___ EXCERPTED DATA
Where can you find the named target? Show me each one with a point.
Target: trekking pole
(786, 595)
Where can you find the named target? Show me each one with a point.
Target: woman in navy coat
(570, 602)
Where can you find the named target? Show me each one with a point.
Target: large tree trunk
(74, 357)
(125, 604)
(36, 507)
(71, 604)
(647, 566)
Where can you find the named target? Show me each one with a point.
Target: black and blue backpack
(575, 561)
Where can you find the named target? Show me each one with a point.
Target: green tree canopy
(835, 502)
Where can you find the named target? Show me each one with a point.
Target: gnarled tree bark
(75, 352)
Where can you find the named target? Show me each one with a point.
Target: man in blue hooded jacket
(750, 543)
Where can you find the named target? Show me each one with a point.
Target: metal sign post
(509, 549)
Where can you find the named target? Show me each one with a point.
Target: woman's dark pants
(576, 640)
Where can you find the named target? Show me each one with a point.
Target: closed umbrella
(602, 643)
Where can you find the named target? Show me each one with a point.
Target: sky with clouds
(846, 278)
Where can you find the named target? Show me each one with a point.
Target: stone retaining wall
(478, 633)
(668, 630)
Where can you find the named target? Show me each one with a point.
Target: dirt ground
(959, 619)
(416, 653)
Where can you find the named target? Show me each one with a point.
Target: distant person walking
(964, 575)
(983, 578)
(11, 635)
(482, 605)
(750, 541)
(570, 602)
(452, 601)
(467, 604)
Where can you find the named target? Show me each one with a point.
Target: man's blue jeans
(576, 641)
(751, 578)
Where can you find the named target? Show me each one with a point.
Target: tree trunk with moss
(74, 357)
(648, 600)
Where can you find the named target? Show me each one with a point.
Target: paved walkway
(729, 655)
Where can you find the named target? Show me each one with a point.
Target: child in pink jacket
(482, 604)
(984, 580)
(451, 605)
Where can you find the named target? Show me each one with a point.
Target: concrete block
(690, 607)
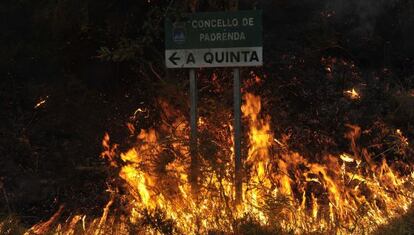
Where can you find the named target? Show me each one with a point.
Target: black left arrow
(173, 58)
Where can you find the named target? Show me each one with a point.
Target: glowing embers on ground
(350, 193)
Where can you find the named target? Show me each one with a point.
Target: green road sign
(214, 39)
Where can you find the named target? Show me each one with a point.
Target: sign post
(193, 131)
(238, 179)
(215, 39)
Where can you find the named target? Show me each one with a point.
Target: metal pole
(193, 132)
(238, 180)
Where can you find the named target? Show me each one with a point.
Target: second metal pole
(238, 180)
(193, 132)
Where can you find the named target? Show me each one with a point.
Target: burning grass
(283, 192)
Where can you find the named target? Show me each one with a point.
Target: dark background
(96, 61)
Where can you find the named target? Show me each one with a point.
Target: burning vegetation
(326, 139)
(283, 191)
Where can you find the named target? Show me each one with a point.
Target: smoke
(363, 13)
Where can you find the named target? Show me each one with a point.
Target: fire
(347, 193)
(352, 94)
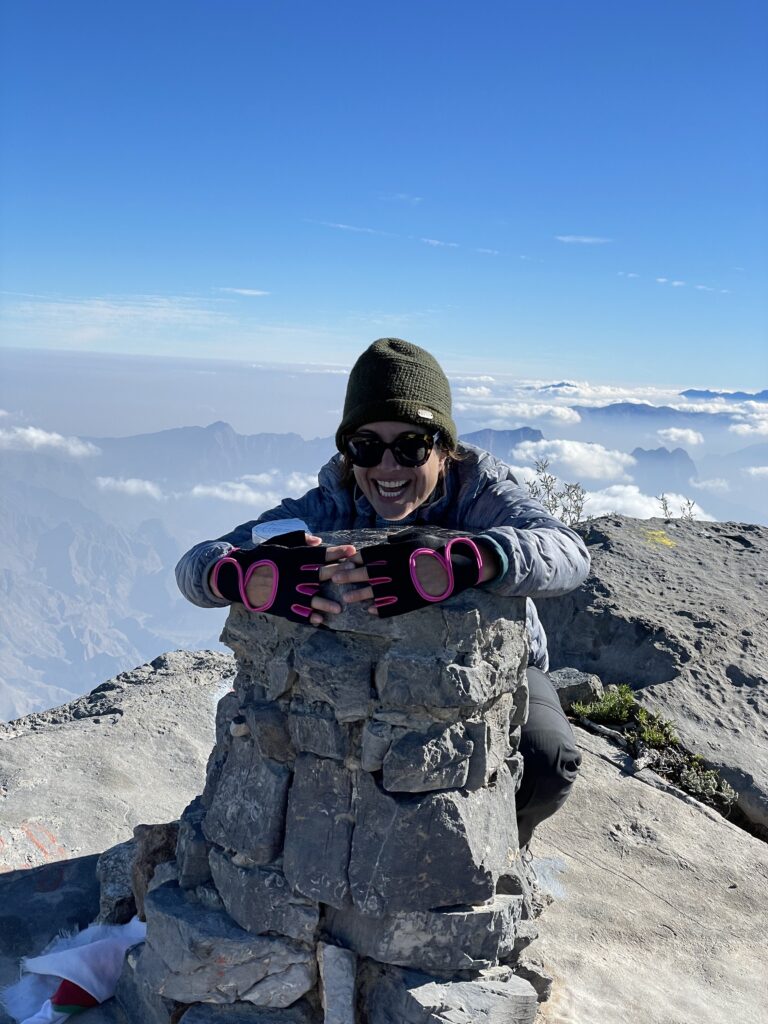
______
## TASK REQUIREMENTS
Return every line of the records that contains the word "green", treating uppercase and lowercase letters as different.

## RESULT OF THIS TASK
Target: green tree canopy
Target: green road sign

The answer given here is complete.